(Dataset records)
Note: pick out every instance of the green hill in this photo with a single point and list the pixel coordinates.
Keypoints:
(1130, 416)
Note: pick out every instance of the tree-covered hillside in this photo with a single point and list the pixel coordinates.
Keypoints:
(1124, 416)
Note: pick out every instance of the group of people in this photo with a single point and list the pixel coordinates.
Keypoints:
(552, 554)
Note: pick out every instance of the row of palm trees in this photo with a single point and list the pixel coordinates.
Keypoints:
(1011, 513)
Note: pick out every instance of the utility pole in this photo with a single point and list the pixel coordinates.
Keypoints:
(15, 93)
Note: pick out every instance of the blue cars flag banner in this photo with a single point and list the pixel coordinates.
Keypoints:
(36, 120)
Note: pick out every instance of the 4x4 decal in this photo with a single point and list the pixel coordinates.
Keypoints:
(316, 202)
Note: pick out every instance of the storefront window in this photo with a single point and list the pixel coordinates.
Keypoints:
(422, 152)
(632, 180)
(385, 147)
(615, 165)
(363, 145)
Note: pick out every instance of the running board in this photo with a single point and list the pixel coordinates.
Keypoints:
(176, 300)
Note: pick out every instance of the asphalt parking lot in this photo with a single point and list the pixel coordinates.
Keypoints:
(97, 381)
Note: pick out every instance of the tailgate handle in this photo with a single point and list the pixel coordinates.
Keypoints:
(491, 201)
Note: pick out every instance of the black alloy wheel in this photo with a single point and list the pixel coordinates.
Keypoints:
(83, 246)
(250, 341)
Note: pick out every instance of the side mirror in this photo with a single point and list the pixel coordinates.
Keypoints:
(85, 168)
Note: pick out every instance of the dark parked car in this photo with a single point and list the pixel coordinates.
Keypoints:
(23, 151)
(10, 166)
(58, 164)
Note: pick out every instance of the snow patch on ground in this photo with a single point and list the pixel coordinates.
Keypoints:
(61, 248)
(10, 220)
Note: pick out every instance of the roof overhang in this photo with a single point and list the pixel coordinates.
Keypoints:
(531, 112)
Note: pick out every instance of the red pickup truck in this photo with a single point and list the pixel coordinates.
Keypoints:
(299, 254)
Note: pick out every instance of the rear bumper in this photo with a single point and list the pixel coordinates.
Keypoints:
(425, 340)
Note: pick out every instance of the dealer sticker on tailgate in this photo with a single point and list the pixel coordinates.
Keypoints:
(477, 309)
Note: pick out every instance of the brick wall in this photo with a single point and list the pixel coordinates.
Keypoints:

» **Exercise goal**
Word for word, transcribe all of the records.

» **Answer area**
Note: pick out every instance of the green hill in this photo with a single point and list the pixel coordinates.
Keypoints:
(1130, 416)
Note: pick out every instance of the tree-covered hillside in this photo with a single point and list the pixel coordinates.
Keypoints:
(1124, 416)
Note: pick out every instance of the group of people in this photo with a single point and list the pixel coordinates.
Keypoints:
(552, 554)
Note: pick out every instance of the row of palm trees in this photo with a single point and list the pixel coordinates.
Keypoints:
(1011, 513)
Note: pick out every instance of the utility pole in this photo with a single point and list the pixel coordinates.
Keypoints:
(15, 93)
Note: pick out every instance of the blue cars flag banner in this photo with a single point and list the pixel coordinates.
Keypoints:
(36, 120)
Note: pick out every instance of the 4x4 decal in this photo with a single point and list the pixel coordinates.
Keypoints:
(316, 202)
Note: pick out every instance of the storefront window in this photo with a single point and list the pixel coordinates.
Keypoints:
(422, 152)
(632, 180)
(385, 147)
(615, 165)
(363, 145)
Note: pick out every instance of the running board in this photo with a single point and list the pixel coordinates.
Keypoints:
(176, 300)
Note: pick out every instance of the asphalt parking lot in this photo with a single point and list the pixel coordinates.
Keypoints:
(97, 381)
Note: pick out every instance of the tailgate handle in this photo with a single point and list the pixel coordinates.
Keypoints:
(491, 201)
Note: pick out every instance of the black alloy wheel in this photo with a single point and list the pixel coordinates.
Keypoints:
(83, 246)
(250, 341)
Note: pick out every instance of the side mirror in this photo with a single point and list the pixel coordinates.
Keypoints:
(85, 168)
Note: pick out every instance of the dark parked car in this photo with a single point and list the pixel coordinates.
Keypoints:
(23, 151)
(10, 166)
(58, 164)
Note: pick out every instance of the snow patch on ground in this photo with a single point and list the pixel coordinates.
Keypoints:
(61, 248)
(10, 220)
Note: pick out every instance of the roof overhang in this photo with a single point and list the pixel coordinates.
Keypoints:
(531, 112)
Note: pick out every instance of the red pickup truck in this photo with a single point and list the pixel coordinates.
Keypoints:
(299, 254)
Note: pick out every instance of the rear bumper in this photo with a single point and list the pixel coordinates.
Keypoints:
(425, 340)
Note: pick out every instance of the dealer sticker on tailgate in this photo with a single point and list the pixel coordinates.
Keypoints:
(477, 309)
Note: pick out every instance of the brick wall in this photo with a single point and list the pixel coordinates.
Keypoints:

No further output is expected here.